TEXT SHOWN

"For nature then
(The coarser pleasures of my boyish days,
And their glad animal movements all gone by)
To me was all in all.—I cannot paint
What then I was. The sounding cataract
Haunted me like a passion: the tall rock,
The mountain, and the deep and gloomy wood,
Their colours and their forms, were then to me
An appetite: a feeling and a love,
That had no need of a remoter charm,
By thought supplied, nor any interest
Unborrowed from the eye."

Granted that it was very absurd of Wordsworth to talk (to Moore in 1820) of Byron's plagiarisms from him, and to declare that the whole Third Canto of Childe Harold was founded on his style and sentiments—and granted that Lord John Russell is right when he remarks drily in this connection that if Wordsworth wrote the Third Canto of Childe Harold, it is his best work—it is, nevertheless, easy to understand that Wordsworth could not but feel as if, in the chief passages in that canto, and the celebrated passages about solitude in the earlier cantos, what was naturally expressed by him had been worked by Byron into a laboured and antithetical sort of declamation.[1] It is not difficult to discern, in these outbursts, the wounded vanity of a narrow mind which felt itself eclipsed; but it cannot be denied that it really was Wordsworth who first struck the chord which Byron varied with such skill, nor that single striking and vivid lines of Wordsworth's had impressed themselves on Byron's memory. Who can read, for example, the following lines of Childe Harold (Canto iii. 72):—

"I live not in myself; but I become
Portion of that around me; and to me
High mountains are a feeling,"

without thinking of Wordsworth's verses just quoted? And who can deny that Byron, as it were, adopted Wordsworth's idea, and added thoughts of his own to it when he wrote (Childe Harold, iii. 75):—

"Are not the mountains, waves, and skies, a part
Of me and of my soul, as I of them?
Is not the love of these deep in my heart
With a pure passion? should I not contemn
All objects, if compared with these?"

REQUIREMENT
Reproduce word for word the passage of the text on Wordsworth and Byron from "without thinking of" up to and including "as I of them?".

DATASET EXTRACT
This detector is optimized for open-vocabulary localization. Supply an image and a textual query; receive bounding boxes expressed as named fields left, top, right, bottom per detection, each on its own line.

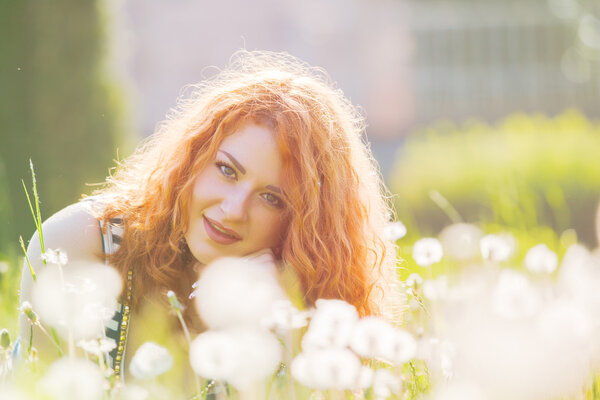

THE ANSWER
without thinking of Wordsworth's verses just quoted? And who can deny that Byron, as it were, adopted Wordsworth's idea, and added thoughts of his own to it when he wrote (Childe Harold, iii. 75):—

"Are not the mountains, waves, and skies, a part
Of me and of my soul, as I of them?